A decir verdad, Francisco no inventaba nada de todo esto, se situaba en la línea precedente de los movimientos «evangélicos» a los que hemos aludido, a la vez que en la lógica del movimiento «comunal» contemporáneo. Pero el fulgurante éxito de su fundación, en pleno centro de Italia y tan cerca de la Roma papal, hacía el contraste aún más llamativo.
3. ¿No «recuperó» la Iglesia, al menos en parte, a San Francisco?
Pues, de hecho, como subrayan todos los historiadores, el desarrollo de la fundación franciscana estuvo acompañado de tiranteces. Francisco tuvo que luchar, a veces tuvo que hacer concesiones y, más frecuentemente, dar muestras de intransigencia para preservar la pureza de su carisma. Hubo incluso un deslizamiento, y esto cuando todavía vivía Francisco:
-- Del estilo de pobreza de las chozas, se pasó pronto a la residencia en edificios de fábrica;
-- de la voluntad de vivir en la inseguridad, se pasó rápidamente a los «privilegios» obtenidos en la curia romana para ser admitidos por los obispos; o se aceptó la seguridad del alojamiento ofrecido amablemente por tal o cual municipio que, por supuesto, seguía manteniendo su propiedad;
-- el ideal de minoridad cedió a veces ante la aceptación de cargos o puestos de influencia, admitidos a menudo por motivos serios;
-- ¿cómo hubiera podido el ideal de simplicidad resistir a la afluencia masiva de clérigos a la Orden? La predicación se impone progresivamente al trabajo manual y se impulsan los estudios, tal vez para garantizar la seriedad de dicha predicación, o porque la herejía amenaza cada vez más;
-- la frescura, el lirismo seductor y la espontaneidad innovadora características de las sucesivas Reglas escritas por Francisco, encontraron serias dificultades para ser admitidas por los canonistas, que preferían la experimentada codificación de las antiguas reglas monásticas;
-- etc.
Evidentemente, queda por saber quiénes fueron los auténticos responsables de este deslizamiento. La curia romana, dicen algunos historiadores: ella fue la que enjauló a este pájaro libre, la que ejerció una incesante presión moral y jurídica sobre Francisco en persona para suavizar el rigor de su radicalismo, o la que creyó poder utilizar el movimiento de Francisco en la línea apostólica y ministerial de la gran reforma pontificia del Concilio de Letrán de 1215.

(ENUNCIADO DE LA TAREA) Continúa el texto sobre San Francisco y la orden franciscana después de su última oración.

(Ítems de un conjunto de datos)
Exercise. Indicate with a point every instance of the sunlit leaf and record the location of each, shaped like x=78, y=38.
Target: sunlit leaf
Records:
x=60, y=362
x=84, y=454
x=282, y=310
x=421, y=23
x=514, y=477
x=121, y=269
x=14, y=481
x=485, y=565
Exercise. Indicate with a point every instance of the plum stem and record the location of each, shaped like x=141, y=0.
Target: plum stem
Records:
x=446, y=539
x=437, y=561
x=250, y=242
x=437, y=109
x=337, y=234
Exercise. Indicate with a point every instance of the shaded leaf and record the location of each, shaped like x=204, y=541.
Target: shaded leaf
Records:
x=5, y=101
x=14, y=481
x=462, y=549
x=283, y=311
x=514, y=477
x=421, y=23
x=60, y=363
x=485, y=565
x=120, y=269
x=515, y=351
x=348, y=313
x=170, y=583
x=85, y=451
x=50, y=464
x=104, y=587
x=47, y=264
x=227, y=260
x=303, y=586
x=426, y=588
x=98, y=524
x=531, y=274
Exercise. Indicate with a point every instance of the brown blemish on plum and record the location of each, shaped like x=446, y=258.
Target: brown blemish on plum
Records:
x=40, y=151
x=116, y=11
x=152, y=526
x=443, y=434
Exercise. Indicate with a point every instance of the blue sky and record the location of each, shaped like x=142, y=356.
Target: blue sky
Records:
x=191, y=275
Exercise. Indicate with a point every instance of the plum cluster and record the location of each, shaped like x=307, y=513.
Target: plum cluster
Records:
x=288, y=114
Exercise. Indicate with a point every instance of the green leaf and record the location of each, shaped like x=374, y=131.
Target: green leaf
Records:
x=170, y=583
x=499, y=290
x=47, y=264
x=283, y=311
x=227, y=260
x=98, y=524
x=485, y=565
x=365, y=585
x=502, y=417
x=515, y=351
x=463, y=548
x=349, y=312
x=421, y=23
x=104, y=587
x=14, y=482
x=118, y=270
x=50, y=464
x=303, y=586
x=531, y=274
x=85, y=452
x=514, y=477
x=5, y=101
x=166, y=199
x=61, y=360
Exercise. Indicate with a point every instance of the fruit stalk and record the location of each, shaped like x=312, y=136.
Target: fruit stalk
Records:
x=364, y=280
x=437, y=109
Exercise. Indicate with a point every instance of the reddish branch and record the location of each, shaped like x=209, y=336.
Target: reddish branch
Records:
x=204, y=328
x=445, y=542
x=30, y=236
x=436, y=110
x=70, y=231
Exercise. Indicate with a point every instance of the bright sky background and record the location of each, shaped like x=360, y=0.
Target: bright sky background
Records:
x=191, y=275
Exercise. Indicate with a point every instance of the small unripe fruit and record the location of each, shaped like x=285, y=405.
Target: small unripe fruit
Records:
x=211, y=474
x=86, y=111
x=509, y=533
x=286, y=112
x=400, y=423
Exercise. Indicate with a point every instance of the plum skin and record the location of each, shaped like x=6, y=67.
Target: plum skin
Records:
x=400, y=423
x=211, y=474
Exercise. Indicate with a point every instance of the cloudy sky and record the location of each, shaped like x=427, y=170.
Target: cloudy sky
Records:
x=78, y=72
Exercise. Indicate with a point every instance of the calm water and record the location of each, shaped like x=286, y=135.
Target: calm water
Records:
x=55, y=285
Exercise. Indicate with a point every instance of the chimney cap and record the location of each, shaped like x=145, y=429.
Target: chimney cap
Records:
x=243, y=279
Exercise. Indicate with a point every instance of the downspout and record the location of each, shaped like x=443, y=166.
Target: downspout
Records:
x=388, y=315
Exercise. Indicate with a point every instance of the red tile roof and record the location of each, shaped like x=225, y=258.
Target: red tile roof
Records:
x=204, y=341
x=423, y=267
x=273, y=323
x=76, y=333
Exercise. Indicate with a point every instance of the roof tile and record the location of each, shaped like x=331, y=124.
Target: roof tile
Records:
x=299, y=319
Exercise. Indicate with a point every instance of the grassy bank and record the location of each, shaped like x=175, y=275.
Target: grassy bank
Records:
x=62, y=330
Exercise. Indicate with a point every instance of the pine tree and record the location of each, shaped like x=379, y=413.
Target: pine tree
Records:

(RESULTADO DE LA TAREA)
Desengañaos, dirán otros, fueron los mismos frailes quienes presionaron a Francisco para que modificara el movimiento franciscano. Es imposible pasar en diez años de doce frailes a cinco mil (tal vez a diez mil a la muerte del fundador), implantados además en toda Europa y hasta en Tierra Santa, sin cambiar de rostro, sin crisis que afrontar, y sin tener que estructurarse sólidamente en lo sucesivo como una verdadera institución eclesiástica; la Iglesia desempeñó sobre todo el papel de consejera y mediadora, y probablemente gracias a ella no se diluyó el movimiento franciscano desapareciendo en la arena.
Sea como fuere, y en la mejor de las hipótesis, no puede concluirse que Francisco y la Iglesia corrieran totalmente en la misma dirección. De manera que, según los historiadores, la paradoja sigue en pie: el contraste entre Francisco y la Iglesia de su tiempo era tal que, humanamente hablando, lo lógico hubiera sido que sus relaciones terminaran por agriarse.
* * * * *
Y, con todo, tenemos otro hecho no menos comprobable: en Francisco, sobre todo en sus Escritos, encontramos la voluntad expresa, firme, casi obstinada de una total comunión con la Iglesia-institución de su tiempo. Es incluso una especie de obsesión proeclesial. No sólo la decisión, bien meditada, de permanecer en la Iglesia, sino la firme voluntad de permanecer «siempre sumisos y sujetos a los pies de la misma santa Iglesia» (2 R 12,4).
He aquí los textos en los que Francisco habla del tema, con sorprendente insistencia:
-- En primer lugar su última voluntad en el Testamento de Siena, seis meses antes de su muerte y después de vivir la crisis que atravesaba la Orden desde hacía ya seis años: «Como, a causa de la debilidad y el dolor de la enfermedad, no me encuentro con fuerzas para hablar, declaro brevemente a mis hermanos mi voluntad en estas tres palabras: Que, en señal del recuerdo de mi bendición y de mi testamento, se amen siempre mutuamente, que amen siempre a nuestra señora la santa pobreza y la guarden, y que vivan siempre fieles y sumisos a los prelados y a todos los clérigos de la santa madre Iglesia» (TestS 2-5). Caridad, pobreza, devoción filial a la Iglesia, tres exigencias colocadas a un mismo nivel...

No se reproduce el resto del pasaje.